## Extrait du document
Sous un soleil hivernal éclatant, le marché hebdomadaire de bétail de Bouira, l’un des plus importants de la région, accueillait éleveurs, maquignons et clients dans la morosité, en ce samedi 5 février 2021.
Peu de ventes ont été conclues et les prix ont connu une hausse vertigineuse. C’est ce que nous ont confirmé plusieurs personnes rencontrées sur les lieux. Pour chaque bête cédée, les palabres et négociations entre commerçants, éleveurs et acheteurs étaient rudes et interminables.
Chacun exposait ses arguments pour essayer de tirer les prix à son avantage. «Je ne pensais pas que c’était aussi cher. Je suis venu acheter un taureau et je suis reparti bredouille après avoir fait le tour du marché. Voyez-vous, un taureau, pourtant de taille moyenne coûte plus de 30 millions de centimes. C’est de la spéculation !», a insisté à dire un quinquagénaire dépité. Sous nos yeux, un veau d’à peine cinq mois a été cédé, difficilement, à 180 000 DA.
Arezki, un maquignon habitué des rouages des marchés à bestiaux du pays, nous apprendra qu’il existe plusieurs paramètres à prendre en considération lors de la vente. En général, les veaux se vendent selon leurs poids, au prix de gros de la viande. Quant aux vaches, elles se négocient selon la race et productivité en lait. «J’ai assisté à des marchés où des bovins de bonne qualité ont été vendus à 700 000 DA. Donc, il ne faut pas s’étonner de ces prix au marché de Bouira ou ailleurs», a-t-il tenté d’expliquer. En outre, nos interlocuteurs étaient unanimes à dire qu’avec l’approche du mois de Ramadhan et des fêtes de mariages en été, les prix seront appelés à augmenter davantage.

## Travail demandé
Transcrivez fidèlement le passage de l’extrait qui va de « Sous un soleil » à « 5 février 2021. ». Veuillez vous fonder uniquement sur l’extrait.

## Liste extraite
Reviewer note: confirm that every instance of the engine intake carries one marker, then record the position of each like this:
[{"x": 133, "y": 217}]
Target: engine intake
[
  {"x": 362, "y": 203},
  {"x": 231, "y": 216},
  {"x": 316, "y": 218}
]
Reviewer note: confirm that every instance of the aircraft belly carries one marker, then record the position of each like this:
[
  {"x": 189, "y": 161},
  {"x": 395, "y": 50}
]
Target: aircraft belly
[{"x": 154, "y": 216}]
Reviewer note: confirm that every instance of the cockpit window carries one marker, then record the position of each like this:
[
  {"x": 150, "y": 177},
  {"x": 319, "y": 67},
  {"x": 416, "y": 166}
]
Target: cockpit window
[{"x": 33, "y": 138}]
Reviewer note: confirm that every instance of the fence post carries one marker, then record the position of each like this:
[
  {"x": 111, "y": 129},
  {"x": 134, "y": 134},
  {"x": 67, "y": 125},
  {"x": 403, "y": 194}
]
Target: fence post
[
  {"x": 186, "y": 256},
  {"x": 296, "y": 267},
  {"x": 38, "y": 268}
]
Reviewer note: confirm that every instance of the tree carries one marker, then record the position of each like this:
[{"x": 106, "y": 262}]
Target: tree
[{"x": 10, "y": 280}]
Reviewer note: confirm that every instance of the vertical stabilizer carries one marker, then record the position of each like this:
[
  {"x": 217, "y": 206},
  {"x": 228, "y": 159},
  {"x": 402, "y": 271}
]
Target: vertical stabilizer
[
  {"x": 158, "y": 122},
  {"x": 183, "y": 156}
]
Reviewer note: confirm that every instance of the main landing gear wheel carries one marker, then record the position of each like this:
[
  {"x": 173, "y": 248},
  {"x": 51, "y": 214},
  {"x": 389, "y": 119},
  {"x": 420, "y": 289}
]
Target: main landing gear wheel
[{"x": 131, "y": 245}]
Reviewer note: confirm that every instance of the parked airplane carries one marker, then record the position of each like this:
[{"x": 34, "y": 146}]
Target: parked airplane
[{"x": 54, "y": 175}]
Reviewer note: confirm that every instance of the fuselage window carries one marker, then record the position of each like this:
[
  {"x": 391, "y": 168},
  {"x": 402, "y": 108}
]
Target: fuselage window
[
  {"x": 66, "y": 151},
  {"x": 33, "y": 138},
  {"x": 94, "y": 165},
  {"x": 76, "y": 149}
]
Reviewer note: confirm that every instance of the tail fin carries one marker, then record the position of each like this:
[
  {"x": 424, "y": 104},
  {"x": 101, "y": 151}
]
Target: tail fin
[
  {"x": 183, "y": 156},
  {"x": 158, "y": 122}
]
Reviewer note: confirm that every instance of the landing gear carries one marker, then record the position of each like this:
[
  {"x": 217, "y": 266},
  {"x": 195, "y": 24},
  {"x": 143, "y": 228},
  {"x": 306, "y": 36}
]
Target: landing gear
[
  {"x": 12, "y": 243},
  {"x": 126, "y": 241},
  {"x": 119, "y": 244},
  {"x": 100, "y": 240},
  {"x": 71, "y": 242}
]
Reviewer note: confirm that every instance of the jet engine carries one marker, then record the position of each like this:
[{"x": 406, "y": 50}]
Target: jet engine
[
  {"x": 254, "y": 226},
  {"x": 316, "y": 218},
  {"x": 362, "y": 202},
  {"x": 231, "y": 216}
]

## Solution proposée
Sous un soleil hivernal éclatant, le marché hebdomadaire de bétail de Bouira, l’un des plus importants de la région, accueillait éleveurs, maquignons et clients dans la morosité, en ce samedi 5 février 2021.